(Beginning of RECORD EXTRACTS)

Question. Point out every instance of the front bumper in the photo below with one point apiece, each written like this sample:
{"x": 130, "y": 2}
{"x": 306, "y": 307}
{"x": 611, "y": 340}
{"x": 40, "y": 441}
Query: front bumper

(End of RECORD EXTRACTS)

• EXERCISE OBJECTIVE: This calls for all of the entries above, repeated exactly.

• OUTPUT OF THE TASK:
Question. Point out every instance of the front bumper in the photo below with one point apiece, each written like this sample:
{"x": 130, "y": 2}
{"x": 306, "y": 307}
{"x": 611, "y": 340}
{"x": 40, "y": 441}
Query: front bumper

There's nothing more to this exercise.